▶ [YOUR TASK]
Repeat each record below exactly as given.

══ RECORDS SHOWN ══

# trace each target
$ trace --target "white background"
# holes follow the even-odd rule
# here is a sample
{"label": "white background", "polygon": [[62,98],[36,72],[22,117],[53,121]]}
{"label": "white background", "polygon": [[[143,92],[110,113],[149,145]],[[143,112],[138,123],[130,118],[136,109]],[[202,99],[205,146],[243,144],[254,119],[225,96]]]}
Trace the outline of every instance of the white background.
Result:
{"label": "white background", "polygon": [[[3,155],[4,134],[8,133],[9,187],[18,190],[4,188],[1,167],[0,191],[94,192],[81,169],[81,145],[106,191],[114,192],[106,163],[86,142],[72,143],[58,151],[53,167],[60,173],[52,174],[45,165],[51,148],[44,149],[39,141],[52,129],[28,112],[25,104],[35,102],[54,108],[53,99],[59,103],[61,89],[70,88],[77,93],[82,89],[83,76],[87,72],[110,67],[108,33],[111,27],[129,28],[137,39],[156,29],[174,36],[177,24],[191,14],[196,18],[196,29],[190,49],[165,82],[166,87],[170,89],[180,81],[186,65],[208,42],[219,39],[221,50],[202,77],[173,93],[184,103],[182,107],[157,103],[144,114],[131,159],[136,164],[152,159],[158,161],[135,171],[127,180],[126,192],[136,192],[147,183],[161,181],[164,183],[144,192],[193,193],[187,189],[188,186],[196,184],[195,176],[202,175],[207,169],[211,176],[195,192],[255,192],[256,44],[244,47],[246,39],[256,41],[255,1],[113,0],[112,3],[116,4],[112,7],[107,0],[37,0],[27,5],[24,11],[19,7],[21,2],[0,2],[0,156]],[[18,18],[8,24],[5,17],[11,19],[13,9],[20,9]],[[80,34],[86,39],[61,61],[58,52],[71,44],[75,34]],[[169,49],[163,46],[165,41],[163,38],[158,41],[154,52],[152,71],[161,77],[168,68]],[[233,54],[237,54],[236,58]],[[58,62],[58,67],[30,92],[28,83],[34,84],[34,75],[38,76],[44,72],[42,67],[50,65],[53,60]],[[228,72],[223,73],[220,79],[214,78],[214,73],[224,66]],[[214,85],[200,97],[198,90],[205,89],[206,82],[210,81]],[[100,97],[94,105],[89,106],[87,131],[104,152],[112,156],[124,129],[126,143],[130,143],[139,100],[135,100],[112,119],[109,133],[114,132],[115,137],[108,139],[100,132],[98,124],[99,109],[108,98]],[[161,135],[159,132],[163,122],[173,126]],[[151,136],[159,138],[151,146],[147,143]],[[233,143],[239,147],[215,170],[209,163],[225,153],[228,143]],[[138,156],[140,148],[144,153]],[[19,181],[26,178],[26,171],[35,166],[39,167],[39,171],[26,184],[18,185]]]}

═══

▶ [THE REPLY]
# trace each target
$ trace --target "white background"
# holes follow the even-odd rule
# here is a sample
{"label": "white background", "polygon": [[62,98],[36,72],[22,117],[53,121]]}
{"label": "white background", "polygon": [[[143,92],[110,113],[149,145]],[[143,112],[138,123],[130,118],[136,109]],[[202,99],[205,146],[243,144],[254,119],[225,96]]]}
Trace the outline of every instance of the white background.
Result:
{"label": "white background", "polygon": [[[3,155],[4,134],[8,133],[9,187],[18,190],[4,188],[1,167],[0,191],[94,192],[81,169],[81,145],[106,191],[114,192],[106,163],[86,142],[72,143],[58,151],[53,167],[60,173],[52,174],[45,165],[51,148],[44,149],[39,141],[52,129],[28,112],[25,104],[35,102],[54,108],[53,99],[59,103],[61,89],[70,88],[77,93],[82,89],[83,76],[87,72],[110,67],[108,33],[111,27],[129,28],[137,39],[156,29],[174,36],[177,24],[191,14],[196,18],[196,29],[190,49],[165,82],[166,87],[170,89],[180,81],[186,65],[208,42],[219,39],[221,50],[202,77],[173,93],[184,103],[182,107],[157,103],[144,114],[131,159],[136,164],[152,159],[158,161],[135,171],[127,180],[126,192],[136,192],[147,183],[161,181],[164,183],[144,192],[193,193],[187,189],[188,186],[196,184],[195,176],[202,175],[207,169],[211,176],[195,192],[255,192],[256,44],[244,47],[246,39],[256,41],[255,1],[113,0],[112,3],[116,4],[112,7],[107,0],[37,0],[27,5],[24,11],[19,7],[21,2],[0,2],[0,156]],[[18,18],[8,24],[5,17],[11,19],[13,9],[20,9]],[[80,34],[86,39],[61,61],[58,52],[71,44],[75,34]],[[169,49],[163,46],[165,41],[163,38],[158,41],[154,52],[152,71],[161,77],[168,68]],[[233,54],[237,54],[236,58]],[[58,62],[58,67],[30,92],[28,83],[34,84],[34,75],[38,76],[44,72],[42,67],[50,65],[53,60]],[[228,72],[223,73],[220,79],[214,78],[214,73],[224,66]],[[214,85],[200,97],[198,90],[205,89],[206,82],[210,81]],[[100,97],[94,105],[89,106],[87,131],[104,152],[112,156],[124,129],[126,143],[130,143],[139,100],[135,100],[112,119],[109,133],[114,132],[115,137],[108,139],[100,132],[98,124],[99,109],[108,98]],[[161,135],[159,132],[163,122],[173,126]],[[151,136],[159,138],[151,146],[147,143]],[[233,143],[239,147],[215,170],[209,163],[225,153],[228,143]],[[138,156],[140,148],[144,153]],[[19,181],[26,178],[26,171],[35,166],[39,167],[39,171],[26,184],[18,185]]]}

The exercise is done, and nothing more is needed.